SHORT EXERCISE:
Reproduce the passage of the Delhi neighborhoods report between "## Data Description" and "from GitHub repository.", inclusive, replacing "zip code" with "postal code".

SELECTED EXCERPT:
::::::::
## The Battle of Neighborhoods - Delhi - Final Report

## Introduction & Business Problem:

A retail company wants to set up supermarket stores in Delhi city but is not exactly sure about which Neighborhood(s) to open the store(s) in. The chosen locations should ideally have a considerable population so that there is more store footfall & near to work centers/residential districts for easier access to a large number of citizens.
There are 2 business questions that need to be answered.
1. Which part (area) of the city should the company open the supermarket first.
2. Which Neighborhood(s) would be ideal in that part (as in point 1) setting up such a supermarket in the city.
The company would ideally prefer to open the store/s in Neighborhoods where there is a comparatively lower real estate prices (not absolutely low). But the same time, they want to choose the Neighborhoods with a high population and more number of venues, since it should result in more footfall for the store. When we consider the business problem, we can create a map and information chart where the real estate prices are placed on Hyderabad and each area is clustered according to the venue density.

## Background :

I have selected delhi for my project since I am familiar with the same, being a resident of the city. Delhi district is a metropolitan with a population of roughly 5 million and 150 Neighborhoods (GHMC) . The city has a high population and population density. Being a crowded city leads the owners of shops and social sharing places in the city where the population is dense. This clustering will ensure that Neighborhoods with moderate real estate price and more number of venues will be in single clustered together and hence would be used to answer the business problem.

## Data Description

In order to solve the business problem, I have decided to use the following data as listed below, which includes the Foursquare Location data API.
Geographical co-ordinates data of Neighborhoods in Hyderabad city by zip code from GitHub repository.
Source : https://github.com/sanand0/pincode/blob/master/data/IN.csv
Venue data for each Neighborhood in the city using Foursquare API. I included venues within a 1000 meter radius from each neighborhood.
The data helps us to identify similar Neighborhoods using venues and also helps in clustering algorithm.
Geo-Json data for GHMC (Hyderabad Municipality) for Choropleth Maps (to show real estate prices).
Use:
Mapping Neighborhoods on Folium Map. Generating centers for each Neighborhood using geo co-ordinates.
::::::::
GIVEN RECORDS:
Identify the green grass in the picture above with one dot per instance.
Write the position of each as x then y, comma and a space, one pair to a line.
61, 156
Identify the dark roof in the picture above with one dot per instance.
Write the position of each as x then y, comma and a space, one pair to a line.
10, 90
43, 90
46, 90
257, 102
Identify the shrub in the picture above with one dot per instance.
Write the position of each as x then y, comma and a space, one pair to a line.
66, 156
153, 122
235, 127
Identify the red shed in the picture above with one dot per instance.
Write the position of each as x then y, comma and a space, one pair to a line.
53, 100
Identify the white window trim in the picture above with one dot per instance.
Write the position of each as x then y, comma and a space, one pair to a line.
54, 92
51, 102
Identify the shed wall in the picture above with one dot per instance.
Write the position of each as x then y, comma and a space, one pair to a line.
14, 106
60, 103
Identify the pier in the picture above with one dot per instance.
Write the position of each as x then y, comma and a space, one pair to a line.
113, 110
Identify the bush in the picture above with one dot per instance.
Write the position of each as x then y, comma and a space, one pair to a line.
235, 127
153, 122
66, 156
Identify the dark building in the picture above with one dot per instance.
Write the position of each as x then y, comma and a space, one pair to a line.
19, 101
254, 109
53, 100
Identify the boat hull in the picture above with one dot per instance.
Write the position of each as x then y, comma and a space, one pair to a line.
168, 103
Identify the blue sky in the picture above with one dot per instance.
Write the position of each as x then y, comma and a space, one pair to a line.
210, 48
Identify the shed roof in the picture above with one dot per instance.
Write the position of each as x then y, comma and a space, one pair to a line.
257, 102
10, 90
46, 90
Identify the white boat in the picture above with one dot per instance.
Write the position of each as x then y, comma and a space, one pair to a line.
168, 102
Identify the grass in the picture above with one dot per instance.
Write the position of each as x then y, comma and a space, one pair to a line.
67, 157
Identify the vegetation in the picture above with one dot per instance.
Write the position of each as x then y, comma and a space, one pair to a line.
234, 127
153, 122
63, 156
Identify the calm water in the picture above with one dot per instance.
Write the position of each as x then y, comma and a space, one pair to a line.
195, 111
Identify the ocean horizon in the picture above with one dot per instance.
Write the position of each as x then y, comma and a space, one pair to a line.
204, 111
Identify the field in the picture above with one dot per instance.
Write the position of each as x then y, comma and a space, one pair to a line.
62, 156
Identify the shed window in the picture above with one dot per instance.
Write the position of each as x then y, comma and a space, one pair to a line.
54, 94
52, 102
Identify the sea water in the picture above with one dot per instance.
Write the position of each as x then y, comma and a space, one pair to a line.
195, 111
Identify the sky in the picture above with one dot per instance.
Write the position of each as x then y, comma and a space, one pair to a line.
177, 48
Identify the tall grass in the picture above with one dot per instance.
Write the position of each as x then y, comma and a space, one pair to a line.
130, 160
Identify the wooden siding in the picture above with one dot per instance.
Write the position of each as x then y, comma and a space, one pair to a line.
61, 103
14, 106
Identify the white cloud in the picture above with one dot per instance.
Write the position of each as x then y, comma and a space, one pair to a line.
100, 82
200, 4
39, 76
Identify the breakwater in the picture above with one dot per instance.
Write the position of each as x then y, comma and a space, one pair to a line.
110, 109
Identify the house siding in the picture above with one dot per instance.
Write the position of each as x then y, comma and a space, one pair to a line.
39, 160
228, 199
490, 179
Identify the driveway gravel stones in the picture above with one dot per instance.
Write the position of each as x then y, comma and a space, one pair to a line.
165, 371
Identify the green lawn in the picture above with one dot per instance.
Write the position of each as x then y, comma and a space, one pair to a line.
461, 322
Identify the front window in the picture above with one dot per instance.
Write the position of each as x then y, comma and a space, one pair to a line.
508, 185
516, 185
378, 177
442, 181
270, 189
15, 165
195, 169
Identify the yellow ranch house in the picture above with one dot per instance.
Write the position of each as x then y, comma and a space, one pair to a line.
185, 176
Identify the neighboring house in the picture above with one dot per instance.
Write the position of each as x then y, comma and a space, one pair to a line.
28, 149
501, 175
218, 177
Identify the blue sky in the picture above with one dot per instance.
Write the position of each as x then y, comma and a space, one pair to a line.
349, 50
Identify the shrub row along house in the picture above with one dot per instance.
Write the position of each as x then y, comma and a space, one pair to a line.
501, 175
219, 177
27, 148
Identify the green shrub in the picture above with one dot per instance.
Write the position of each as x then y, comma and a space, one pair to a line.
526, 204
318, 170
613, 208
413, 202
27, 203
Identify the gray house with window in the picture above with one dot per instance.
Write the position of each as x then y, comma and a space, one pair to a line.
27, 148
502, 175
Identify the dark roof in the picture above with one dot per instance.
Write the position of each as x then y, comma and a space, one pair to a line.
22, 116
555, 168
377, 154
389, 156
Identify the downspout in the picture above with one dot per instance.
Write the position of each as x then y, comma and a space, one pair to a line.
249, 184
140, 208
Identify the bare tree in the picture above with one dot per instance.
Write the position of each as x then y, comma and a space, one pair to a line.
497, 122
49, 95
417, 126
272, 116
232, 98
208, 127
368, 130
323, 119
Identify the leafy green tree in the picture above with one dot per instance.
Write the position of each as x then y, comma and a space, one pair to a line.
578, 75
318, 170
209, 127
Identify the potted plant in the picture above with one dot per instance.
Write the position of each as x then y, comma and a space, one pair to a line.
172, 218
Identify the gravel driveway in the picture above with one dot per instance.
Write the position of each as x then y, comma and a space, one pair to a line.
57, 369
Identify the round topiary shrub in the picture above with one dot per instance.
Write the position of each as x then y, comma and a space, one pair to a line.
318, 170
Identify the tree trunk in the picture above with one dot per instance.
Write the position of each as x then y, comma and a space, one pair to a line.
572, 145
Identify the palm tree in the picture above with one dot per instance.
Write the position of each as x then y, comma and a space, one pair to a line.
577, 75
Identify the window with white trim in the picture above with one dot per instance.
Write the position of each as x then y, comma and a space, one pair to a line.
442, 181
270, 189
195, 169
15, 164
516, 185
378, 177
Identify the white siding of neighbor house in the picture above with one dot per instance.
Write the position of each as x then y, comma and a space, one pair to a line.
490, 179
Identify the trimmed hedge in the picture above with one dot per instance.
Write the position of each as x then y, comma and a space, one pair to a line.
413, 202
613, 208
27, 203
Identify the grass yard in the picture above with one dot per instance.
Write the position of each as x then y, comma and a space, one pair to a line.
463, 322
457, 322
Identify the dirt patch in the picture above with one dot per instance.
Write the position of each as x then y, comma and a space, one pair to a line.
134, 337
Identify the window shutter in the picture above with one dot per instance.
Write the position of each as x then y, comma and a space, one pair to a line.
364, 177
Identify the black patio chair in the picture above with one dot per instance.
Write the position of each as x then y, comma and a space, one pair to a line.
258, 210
::::::::
EXERCISE ANSWER:
## Data Description

In order to solve the business problem, I have decided to use the following data as listed below, which includes the Foursquare Location data API.
Geographical co-ordinates data of Neighborhoods in Hyderabad city by postal code from GitHub repository.